» **Text to read**
Layne didn’t go to college; he instead bounced around various California newsrooms and did freelance writing. He spent three years working for media outlets overseas, living in Czechoslovakia in 1991 and later Hungary. After returning to the U.S., he landed work “typing into the internet void,” in his words, for websites including Gawker and Wonkette. At one point, he even owned Wonkette.

However, he was unhappy. In 2014, Layne took a year off.

“I felt like the next thing I did would be the last thing I did,” he said. “Not just a business—it was going to be my life.”

He traveled. He chilled out and soul-searched—and then one day, it hit him. He was thinking about booklets he’d collected as a teen. With titles like Desert Survival, Amphibians and Reptiles, and Death Valley Jeep Trails, they were minimal, often yellow and black, with grayscale photos or illustrations.

The ah-ha! moment finally arrived: He would create a desert magazine. It would fit in a pocket. The content would be short and digestible, with just enough guts in stories to pique an interest. He would write about his passion—the desert—and all its wonderfulness and weirdness. Most importantly, the magazine would be only in print—not available online.

“This is spiritually satisfying, and you have to pay for entry,” Layne said, holding up a copy. “You don’t get to just go on the internet and read it on your phone.”

He started as a one-man shop—editing, writing, typesetting, laying out pages, etc.—but paid a small stipend to quality contributors.

“I had to argue with printers for months to find one who would stop trying to talk me into printing in color,” Layne said.

The printers may not have understood—but his audience sure did. An underground cult following soon followed. Subscription sales creeped steadily upward and today are around 3,000.

“Here’s the part that surprised me—and this happened very quickly,” Layne said. “I started noticing that my biggest subscription zip codes were Brooklyn, Oakland, the Silverlake/Los Feliz/Sunset Junction area, and the high desert. Those were my four.”

» **Excerpted records**
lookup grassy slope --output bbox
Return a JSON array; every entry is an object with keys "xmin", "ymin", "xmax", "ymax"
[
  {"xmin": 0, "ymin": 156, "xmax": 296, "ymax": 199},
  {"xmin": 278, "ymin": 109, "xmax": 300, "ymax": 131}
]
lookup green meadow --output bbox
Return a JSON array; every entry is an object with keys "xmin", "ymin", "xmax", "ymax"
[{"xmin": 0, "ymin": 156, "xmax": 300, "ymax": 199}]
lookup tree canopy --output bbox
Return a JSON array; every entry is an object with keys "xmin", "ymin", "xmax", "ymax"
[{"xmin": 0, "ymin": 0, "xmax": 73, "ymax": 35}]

» **Task requirements**
Carry on the article about Layne's pocket-sized desert magazine, starting after its last paragraph.

» **Expected output**
Layne said the magazine’s eccentric nature has garnered attention in a variety of places.

“Like, art museums want to sell the magazine,” he said. “I do events at the Palm Springs Art Museum and other gallery openings. It’s culture; I enjoy that. Then they’ll have me on the weird news segment on the Las Vegas 5 o’clock news!”

Layne intended for the magazine to be a quarterly—but he’s fallen behind.

“When I did four issues in 2015, that is all I did, from when I woke up to when I went to bed, seven days a week,” he said.

The magazine has only come out annually since. “I never intended to have huge gaps between issues,” he said.

As the print magazine was exploding, something else was on Layne’s mind: radio. One of his favorite things—driving through the desert at night—was always accompanied by crackly radio and coming across distant stations. He began dreaming about a Desert Oracle radio show—but he did not have any relevant radio experience. However, family-owned community radio station KCDZ 107.7 FM is right down the road, literally.

“When big radio stations like Clear Channel and other vulture media companies were coming around, buying up every small market station, they said no,” Layne said. He decided to send owner Gary Daigneault an email.

Daigneault was a Desert Oracle reader. “He wrote back and said, ‘Let’s talk; let’s hear what you want to do,’” Layne said.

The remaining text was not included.